After breakfast on our hostel roof terrace, overlooking Kathmandu, we jumped in a taxi to the Chinese consulate to lodge our visa applications. We were there over an hour before the gates opened and were first in line. As it had been shut for a week we were expecting to see huge queues and with only a 1 1/4 hour window when they accept applications, we didn’t want to miss out. We were first at the window when the clerk opened her desk, only to be told the form, which we’d printed from their website, was an old one and we’d need to fill in the newer one, the exact same form with the same details but a different number in the corner. The mistake meant we had to queue for over an hour to get back to the front.
Visas in, we wandered back into Thamel. As we’d agreed we’d send another parcel home from Nepal we had a chance for some more souvenir shopping, another smaller thangka (this time a mantra), another yak wool rug, a cashmere scarf and some smaller bits and bobs. Back in our room we had some chill time before another visit to the coffee shop, Himalayan Java for coffee, cake and fast internet.
The next morning, we had a ticket booked for the journey from the tourist bus park to Sauraha, the gateway to Chitwan National Park. We were up early and had time for a chai before leaving Kathmandu. The journey was long winded as we retraced our route through the Kathmandu Valley, along the Trisuli River towards Pokhara for about 4 hours before turning off to Sauraha. As usual, the bus stopped for breakfast and lunch before pulling in to our destination.
*****
Work request: List every item the travel account mentions buying while souvenir shopping in Thamel. The records after this point have nothing to do with the travel account.
*****
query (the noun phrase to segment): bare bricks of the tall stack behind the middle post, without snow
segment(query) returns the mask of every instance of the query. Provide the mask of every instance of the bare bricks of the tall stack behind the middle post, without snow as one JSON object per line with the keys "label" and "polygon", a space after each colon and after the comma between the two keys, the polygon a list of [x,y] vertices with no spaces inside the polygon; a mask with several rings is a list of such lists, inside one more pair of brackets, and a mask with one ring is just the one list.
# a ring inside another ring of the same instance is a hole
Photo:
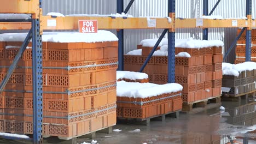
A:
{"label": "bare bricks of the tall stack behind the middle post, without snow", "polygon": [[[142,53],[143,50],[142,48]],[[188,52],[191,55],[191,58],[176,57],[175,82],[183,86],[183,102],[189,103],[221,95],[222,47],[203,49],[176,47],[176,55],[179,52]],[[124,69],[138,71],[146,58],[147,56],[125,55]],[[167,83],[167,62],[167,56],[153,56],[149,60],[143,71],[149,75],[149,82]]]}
*****
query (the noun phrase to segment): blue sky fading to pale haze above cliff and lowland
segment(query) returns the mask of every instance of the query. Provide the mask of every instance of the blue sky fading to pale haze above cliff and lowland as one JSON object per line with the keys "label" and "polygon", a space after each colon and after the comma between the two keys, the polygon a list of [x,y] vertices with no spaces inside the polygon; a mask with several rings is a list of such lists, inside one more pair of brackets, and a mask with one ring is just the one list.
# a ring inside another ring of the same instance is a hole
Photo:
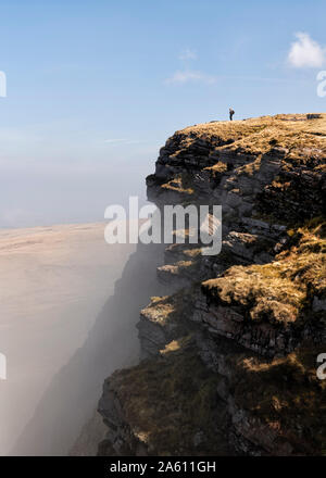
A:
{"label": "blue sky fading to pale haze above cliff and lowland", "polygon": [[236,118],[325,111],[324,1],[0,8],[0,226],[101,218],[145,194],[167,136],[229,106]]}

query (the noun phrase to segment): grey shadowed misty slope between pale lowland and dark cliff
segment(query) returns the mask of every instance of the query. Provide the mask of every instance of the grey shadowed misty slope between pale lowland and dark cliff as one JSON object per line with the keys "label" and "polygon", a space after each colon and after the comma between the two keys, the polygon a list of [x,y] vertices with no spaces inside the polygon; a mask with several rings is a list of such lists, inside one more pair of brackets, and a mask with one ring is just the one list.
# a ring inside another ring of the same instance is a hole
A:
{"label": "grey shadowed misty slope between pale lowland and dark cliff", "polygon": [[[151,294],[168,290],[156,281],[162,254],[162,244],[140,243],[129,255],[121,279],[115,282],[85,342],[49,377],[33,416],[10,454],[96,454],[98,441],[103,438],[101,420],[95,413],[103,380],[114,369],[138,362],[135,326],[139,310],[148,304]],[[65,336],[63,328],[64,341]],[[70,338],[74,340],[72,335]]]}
*****
Exercise answer:
- A smaller thangka (a mantra)
- A yak wool rug
- A cashmere scarf
- Some smaller bits and bobs